(Annotated coordinate records)
▼

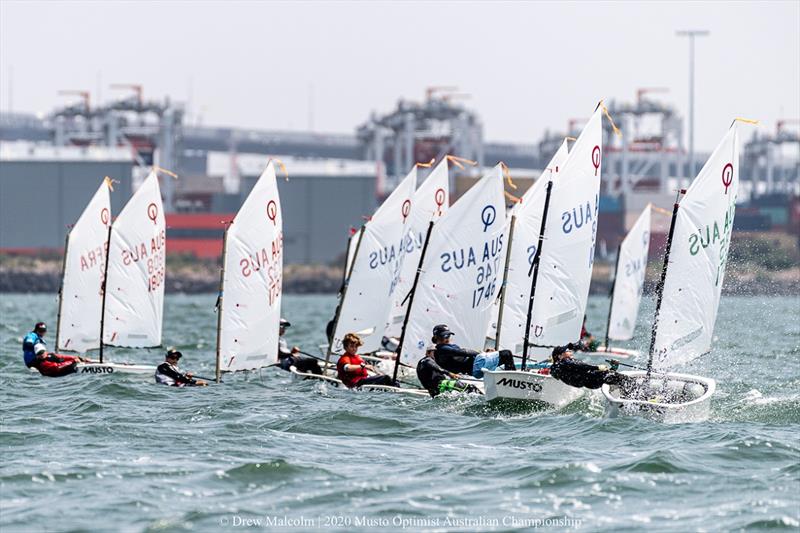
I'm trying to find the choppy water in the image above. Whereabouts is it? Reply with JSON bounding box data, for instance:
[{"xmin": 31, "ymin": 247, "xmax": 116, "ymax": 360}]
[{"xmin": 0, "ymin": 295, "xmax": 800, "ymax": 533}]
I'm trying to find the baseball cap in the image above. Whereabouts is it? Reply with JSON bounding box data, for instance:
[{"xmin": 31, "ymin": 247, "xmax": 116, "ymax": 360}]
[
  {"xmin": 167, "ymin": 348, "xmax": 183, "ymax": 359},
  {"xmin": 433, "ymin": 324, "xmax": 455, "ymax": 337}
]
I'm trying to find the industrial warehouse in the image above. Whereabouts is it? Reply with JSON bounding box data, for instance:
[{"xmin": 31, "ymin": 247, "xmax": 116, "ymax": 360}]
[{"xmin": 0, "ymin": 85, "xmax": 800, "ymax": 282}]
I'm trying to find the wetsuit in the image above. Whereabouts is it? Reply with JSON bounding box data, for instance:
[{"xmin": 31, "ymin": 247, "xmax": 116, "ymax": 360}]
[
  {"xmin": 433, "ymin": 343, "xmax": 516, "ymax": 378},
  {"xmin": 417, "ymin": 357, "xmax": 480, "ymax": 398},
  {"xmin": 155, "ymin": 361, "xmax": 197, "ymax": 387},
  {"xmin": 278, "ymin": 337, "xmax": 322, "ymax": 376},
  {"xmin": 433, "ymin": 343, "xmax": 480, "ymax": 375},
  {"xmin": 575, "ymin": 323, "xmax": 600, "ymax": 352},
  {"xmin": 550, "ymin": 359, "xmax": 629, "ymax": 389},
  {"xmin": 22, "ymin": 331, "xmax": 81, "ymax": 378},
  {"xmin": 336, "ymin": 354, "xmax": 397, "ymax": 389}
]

▲

• _Instructions to follow_
Can you reproduce the records, starting at the line that contains "I'm trying to find the wetsuit" and ending with the last line of the records?

• _Result_
I'm trying to find the wetsuit in the image above. Whereabouts is it? Reply with JSON bounding box data, for instance:
[{"xmin": 31, "ymin": 247, "xmax": 116, "ymax": 360}]
[
  {"xmin": 433, "ymin": 343, "xmax": 516, "ymax": 378},
  {"xmin": 417, "ymin": 357, "xmax": 480, "ymax": 398},
  {"xmin": 155, "ymin": 361, "xmax": 197, "ymax": 387},
  {"xmin": 278, "ymin": 337, "xmax": 322, "ymax": 376},
  {"xmin": 433, "ymin": 343, "xmax": 480, "ymax": 375},
  {"xmin": 575, "ymin": 323, "xmax": 600, "ymax": 352},
  {"xmin": 550, "ymin": 359, "xmax": 629, "ymax": 389},
  {"xmin": 22, "ymin": 331, "xmax": 81, "ymax": 378},
  {"xmin": 336, "ymin": 354, "xmax": 397, "ymax": 389}
]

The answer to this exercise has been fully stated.